Leroy Hood: Institute for Systems Biology (Seattle).


Lots of optimism, which is usually the case with systems biology talks; being able to distinguish "wellness" genes from "disease" genes for everybody in about ten years, being able to map all disease-related biomarkers from blood analysis etc. But there were some interesting tidbits:


- Noise - especially biological noise - cannot be handled by traditional machine learning approaches. Signal to noise ratio is very low especially when picking biomarkers.

- SysBio can help pharma pick targets (which it is increasingly getting worse at).
- Cost can be minimized in optimal cases; eg. FDA approved Herceptin specific for 20% of patients in only 40-patient sample (Genentech). 
- Descriptive and graphical models can be enormously useful; in fact complexity often precludes mathematical modeling.
- Example of prions injected into mouse: expression of 33% genes changed. Biological noise can be “subtracted” by judiciously picking strains that get rid of one effect and preserve others.

My own take on systems biology has always been that, while it is likely to become quite significant at some point:


a. It's going to take longer than we think.
● ● ●
#### Exercise directions
In the talk notes, switch "optimism" to "enthusiasm" and write out the passage from "Lots of optimism, which" up to and including "when picking biomarkers.". Rely only on the text above.

#### Data block
● ● ●
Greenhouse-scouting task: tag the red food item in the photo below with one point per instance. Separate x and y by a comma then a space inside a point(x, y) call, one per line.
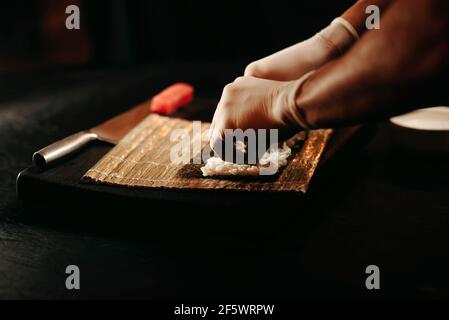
point(172, 98)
● ● ●
#### Answer below
Lots of enthusiasm, which is usually the case with systems biology talks; being able to distinguish "wellness" genes from "disease" genes for everybody in about ten years, being able to map all disease-related biomarkers from blood analysis etc. But there were some interesting tidbits:


- Noise - especially biological noise - cannot be handled by traditional machine learning approaches. Signal to noise ratio is very low especially when picking biomarkers.